*Page extract*.
▼
Top-lined by Al Pacino and directed by Roger Donaldson who, over 15 years ago, gave us a startlingly interesting spy drama called No Way Out, the new movie is gripping and great atmosphere for about 45 minutes.
But the last 30 minutes (the film is 105 minutes long) in particular are a letdown as the film gets bogged down in action scenes that look routine and less gripping than the preceding drama.
The movie also gets boldly illogical and seems to fly in many directions in the second half. There are awkward moments of flag waving, which seem overtly calculated, making one wonder what Donaldson, an Australian, is trying to do with this film, and if those sentiments would have been in the movie if it had been made and released before 9/11.
Donaldson clearly does not want to make a James Bond movie, but in the last 30 minutes, the film is in danger of becoming just that. In fact, it is a less thrilling and entertaining production than the terrific Bond films.
Farrell, who was last seen with Tom Cruise in the international hit Minority Report directed by Steven Spielberg, now plays James Clayton, a computer genius who wants more excitement than what a big firm can offer. Joining the CIA boot camp looks like a terrific idea to him.
His mentor Walter Burke (Pacino), who has recruited James from the MIT campus, is his senior by over three decades. Burke prepares James and other recruits for all kinds of dangers. Some of the lessons, like the art of disguise, look like standard stuff. Others, like having sex in the park without knowing much about the person, are not. There is also training, as expected, in the use of guns and explosives. And in deception and mind games.
Among some of the more arresting moments in the movie are the scenes of mind games directed by Burke whose mysterious nature is thoroughly intriguing in the beginning. Though he has grown cynical over the years, Burke is not left without feeling and shreds of integrity. He also has serious plans for James.
Though the training facility -- called The Farm in the movie -- seems glamorous and full of fun, James also has to wrestle with many demons. He gets to worry anew about his father, an oil company executive who has died in a plane explosion in Peru. The young man begins to hear hints that his father was a CIA operative.
▲
*Task instructions*. Please carry the movie review on from its last sentence, keeping its tone. The records have nothing to do with the movie review.

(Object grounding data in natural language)
▼
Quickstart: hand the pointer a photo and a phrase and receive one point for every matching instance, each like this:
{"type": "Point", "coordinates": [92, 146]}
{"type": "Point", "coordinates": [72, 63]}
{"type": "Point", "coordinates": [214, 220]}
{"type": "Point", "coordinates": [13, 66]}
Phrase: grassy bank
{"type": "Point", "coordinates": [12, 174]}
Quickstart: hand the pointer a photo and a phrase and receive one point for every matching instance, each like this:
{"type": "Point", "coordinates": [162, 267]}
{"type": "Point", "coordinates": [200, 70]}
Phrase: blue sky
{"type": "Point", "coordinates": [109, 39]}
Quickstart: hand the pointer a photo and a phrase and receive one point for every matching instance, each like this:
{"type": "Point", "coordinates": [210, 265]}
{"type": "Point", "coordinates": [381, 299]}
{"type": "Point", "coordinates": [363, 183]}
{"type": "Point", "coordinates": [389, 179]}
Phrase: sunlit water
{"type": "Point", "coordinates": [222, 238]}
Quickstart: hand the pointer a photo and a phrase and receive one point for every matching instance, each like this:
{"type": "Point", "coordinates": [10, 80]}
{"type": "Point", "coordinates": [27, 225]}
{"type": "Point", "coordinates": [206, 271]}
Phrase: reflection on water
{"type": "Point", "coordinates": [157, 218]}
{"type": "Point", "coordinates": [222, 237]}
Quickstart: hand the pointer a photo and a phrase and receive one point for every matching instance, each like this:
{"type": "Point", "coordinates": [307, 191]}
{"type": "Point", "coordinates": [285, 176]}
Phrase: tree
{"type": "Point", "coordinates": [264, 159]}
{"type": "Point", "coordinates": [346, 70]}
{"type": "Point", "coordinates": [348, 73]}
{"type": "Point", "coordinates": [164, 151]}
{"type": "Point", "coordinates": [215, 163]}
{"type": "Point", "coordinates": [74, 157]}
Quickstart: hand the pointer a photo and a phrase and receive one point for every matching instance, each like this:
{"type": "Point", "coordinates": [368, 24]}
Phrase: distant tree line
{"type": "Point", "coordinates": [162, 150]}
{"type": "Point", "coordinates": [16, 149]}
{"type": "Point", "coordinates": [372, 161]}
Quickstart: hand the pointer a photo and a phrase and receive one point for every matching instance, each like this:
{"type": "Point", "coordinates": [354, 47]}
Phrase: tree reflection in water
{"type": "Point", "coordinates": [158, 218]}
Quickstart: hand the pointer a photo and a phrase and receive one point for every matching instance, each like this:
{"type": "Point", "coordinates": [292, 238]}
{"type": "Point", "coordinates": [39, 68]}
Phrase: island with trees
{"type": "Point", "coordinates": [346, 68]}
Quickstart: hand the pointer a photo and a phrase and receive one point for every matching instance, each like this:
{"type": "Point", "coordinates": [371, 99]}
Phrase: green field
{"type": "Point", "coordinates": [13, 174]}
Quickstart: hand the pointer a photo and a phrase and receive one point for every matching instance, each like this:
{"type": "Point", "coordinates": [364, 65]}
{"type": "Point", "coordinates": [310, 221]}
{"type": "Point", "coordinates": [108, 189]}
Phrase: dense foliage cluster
▲
*Answer section*.
Nothing is what it seems and trust no one, Burke continually declares. Soon, James is being nagged by self-doubt. Adding to his worries about his father and raft of related issues is Layla (Bridget Moynahan), with whom he has fallen in love.
Yet he does not know exactly who she is. Is she part of Burke's games? Is she a counterspy? Or is she a genuine CIA agent?
There are several gut-tightening sequences early on in the movie. You expect more surprises, soul searching, and denouement when James is ordered to unveil a mole. But the promise does not hold out.
The mentor-pupil relationship is nothing new, whether we are watching Training Day or Spy Game, what is interesting here is that we see it being enacted by two of the finest actors of their respective generations.
Though there are moments when Pacino overacts (mercifully, never as much as in his Oscar-winning role in Scent Of A Woman), he is marvellous for the most part. Yet his performance does not reach the level of his thoroughly mesmerising work in Insomnia, a medium-range 2002 hit. Now ferocious, now cynical, now patronising, now calculating, he gives the movie far more energy than its action-filled scenes.
His enthusiasm and commitment have rubbed off well; Farrell's best moments come in Pacino's company.
There is a fair amount of sexual and emotional chemistry between Moynahan and Farrell. One of the more promising of the younger Hollywood actresses, Moynahan brings plenty of intelligence and eroticism to her part.
The script in the last quarter lets her and other actors down by its silliness and unbelievable plot twists dealing with possible betrayals and counter betrayals. In failing to give more coherence to the script, Donaldson has ended up making an unevenly satisfying film that ranks below his two other gripping films, the White House drama about the Cuban missile crisis Thirteen Days and the Pentagon-themed thriller No Way Out.
As the new movie struggles to gain a grip in the last 30 minutes and becomes more and more predictable, you wonder what happened to its key premise: nothing is what it seems.